> Information supplied:
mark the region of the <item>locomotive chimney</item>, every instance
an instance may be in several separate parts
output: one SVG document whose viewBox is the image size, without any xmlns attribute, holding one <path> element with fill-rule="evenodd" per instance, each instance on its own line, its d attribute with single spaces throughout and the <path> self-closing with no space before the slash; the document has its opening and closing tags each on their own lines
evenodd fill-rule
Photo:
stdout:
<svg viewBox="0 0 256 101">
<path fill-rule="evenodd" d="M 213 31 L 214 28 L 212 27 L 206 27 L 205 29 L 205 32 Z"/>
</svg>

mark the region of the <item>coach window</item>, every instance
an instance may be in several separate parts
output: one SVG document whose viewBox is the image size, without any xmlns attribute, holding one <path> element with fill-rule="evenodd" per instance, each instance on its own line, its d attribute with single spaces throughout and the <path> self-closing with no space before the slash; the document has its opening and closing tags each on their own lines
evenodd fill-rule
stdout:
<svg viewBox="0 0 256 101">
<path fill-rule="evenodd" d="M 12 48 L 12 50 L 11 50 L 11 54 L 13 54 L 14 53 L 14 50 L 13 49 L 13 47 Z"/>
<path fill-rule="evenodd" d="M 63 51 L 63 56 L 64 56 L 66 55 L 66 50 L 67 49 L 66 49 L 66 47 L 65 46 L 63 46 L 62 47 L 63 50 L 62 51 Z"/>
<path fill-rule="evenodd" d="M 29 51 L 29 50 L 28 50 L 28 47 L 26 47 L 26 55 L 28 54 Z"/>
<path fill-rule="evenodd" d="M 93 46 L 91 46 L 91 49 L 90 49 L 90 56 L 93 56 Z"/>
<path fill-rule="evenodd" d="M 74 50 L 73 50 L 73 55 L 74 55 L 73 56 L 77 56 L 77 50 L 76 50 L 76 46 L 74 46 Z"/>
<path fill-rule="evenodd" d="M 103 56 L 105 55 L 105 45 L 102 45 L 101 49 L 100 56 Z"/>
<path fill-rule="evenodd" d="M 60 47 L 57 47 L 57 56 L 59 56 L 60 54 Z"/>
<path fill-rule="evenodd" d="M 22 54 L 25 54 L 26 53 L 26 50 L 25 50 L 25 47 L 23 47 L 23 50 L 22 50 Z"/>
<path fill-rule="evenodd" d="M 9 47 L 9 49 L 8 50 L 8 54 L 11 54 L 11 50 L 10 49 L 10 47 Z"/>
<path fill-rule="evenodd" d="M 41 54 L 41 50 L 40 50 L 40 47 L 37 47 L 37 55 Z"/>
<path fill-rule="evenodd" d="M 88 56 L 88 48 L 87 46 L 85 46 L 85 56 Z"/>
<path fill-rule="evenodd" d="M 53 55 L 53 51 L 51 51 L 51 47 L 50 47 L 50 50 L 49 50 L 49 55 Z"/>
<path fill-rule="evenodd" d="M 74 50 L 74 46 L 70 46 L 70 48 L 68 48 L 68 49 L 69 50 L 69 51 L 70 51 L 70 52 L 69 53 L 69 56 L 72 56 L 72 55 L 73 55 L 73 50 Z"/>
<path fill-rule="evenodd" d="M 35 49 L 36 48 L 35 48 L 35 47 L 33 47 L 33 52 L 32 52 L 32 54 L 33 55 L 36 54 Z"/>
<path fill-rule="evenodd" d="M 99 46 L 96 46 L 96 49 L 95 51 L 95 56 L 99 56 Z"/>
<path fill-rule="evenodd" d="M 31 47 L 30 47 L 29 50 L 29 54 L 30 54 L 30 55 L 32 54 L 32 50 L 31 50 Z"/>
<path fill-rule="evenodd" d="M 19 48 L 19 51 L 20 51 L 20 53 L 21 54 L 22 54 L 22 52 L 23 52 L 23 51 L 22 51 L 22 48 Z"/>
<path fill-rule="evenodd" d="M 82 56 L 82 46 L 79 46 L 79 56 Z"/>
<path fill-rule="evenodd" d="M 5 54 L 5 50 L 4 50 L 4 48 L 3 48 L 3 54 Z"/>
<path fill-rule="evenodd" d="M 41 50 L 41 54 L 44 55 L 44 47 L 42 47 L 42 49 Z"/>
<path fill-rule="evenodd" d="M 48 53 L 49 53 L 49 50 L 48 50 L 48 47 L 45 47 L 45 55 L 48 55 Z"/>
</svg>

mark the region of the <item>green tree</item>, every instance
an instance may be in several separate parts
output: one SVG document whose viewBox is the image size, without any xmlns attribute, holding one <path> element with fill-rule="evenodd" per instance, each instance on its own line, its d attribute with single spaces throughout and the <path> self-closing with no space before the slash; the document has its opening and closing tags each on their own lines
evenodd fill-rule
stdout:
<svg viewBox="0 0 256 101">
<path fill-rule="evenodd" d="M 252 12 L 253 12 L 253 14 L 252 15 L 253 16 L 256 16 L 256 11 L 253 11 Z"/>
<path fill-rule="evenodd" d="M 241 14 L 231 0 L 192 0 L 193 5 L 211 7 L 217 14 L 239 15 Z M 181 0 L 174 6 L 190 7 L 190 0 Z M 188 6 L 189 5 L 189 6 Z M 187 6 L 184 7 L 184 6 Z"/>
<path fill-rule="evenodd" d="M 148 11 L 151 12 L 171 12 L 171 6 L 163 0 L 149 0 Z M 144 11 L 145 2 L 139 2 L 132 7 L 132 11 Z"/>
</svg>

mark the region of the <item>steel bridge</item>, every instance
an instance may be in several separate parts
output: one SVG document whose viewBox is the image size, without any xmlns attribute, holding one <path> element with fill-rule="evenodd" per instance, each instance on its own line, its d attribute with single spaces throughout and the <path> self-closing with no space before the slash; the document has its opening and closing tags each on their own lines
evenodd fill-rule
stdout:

> Your task:
Return the lines from the one containing "mark the region of the <item>coach" to the one containing "103 56 L 105" exactly as they appear in the entries above, with both of those lines included.

> Final answer:
mark the region of the <item>coach window</item>, every instance
an instance may be in several separate parts
output: one SVG document whose viewBox is the image size, without any xmlns attribute, holding one <path> element with fill-rule="evenodd" per instance, each instance on its own line, its d attribute with single spaces throughout and the <path> self-closing with no space before the slash; the document has its opening and closing tags each on their own lines
evenodd fill-rule
stdout:
<svg viewBox="0 0 256 101">
<path fill-rule="evenodd" d="M 12 48 L 12 50 L 11 50 L 11 54 L 13 54 L 14 53 L 14 50 L 13 49 L 13 47 Z"/>
<path fill-rule="evenodd" d="M 63 51 L 63 56 L 64 56 L 66 55 L 66 50 L 67 49 L 66 49 L 66 47 L 65 46 L 63 46 L 62 47 L 63 50 L 62 51 Z"/>
<path fill-rule="evenodd" d="M 29 51 L 29 50 L 28 50 L 28 47 L 26 47 L 26 55 L 28 54 Z"/>
<path fill-rule="evenodd" d="M 93 46 L 91 46 L 91 49 L 90 49 L 90 56 L 93 56 Z"/>
<path fill-rule="evenodd" d="M 74 50 L 73 50 L 73 55 L 74 55 L 73 56 L 77 56 L 77 50 L 76 50 L 76 46 L 74 46 Z"/>
<path fill-rule="evenodd" d="M 103 56 L 105 55 L 105 45 L 102 45 L 101 49 L 100 56 Z"/>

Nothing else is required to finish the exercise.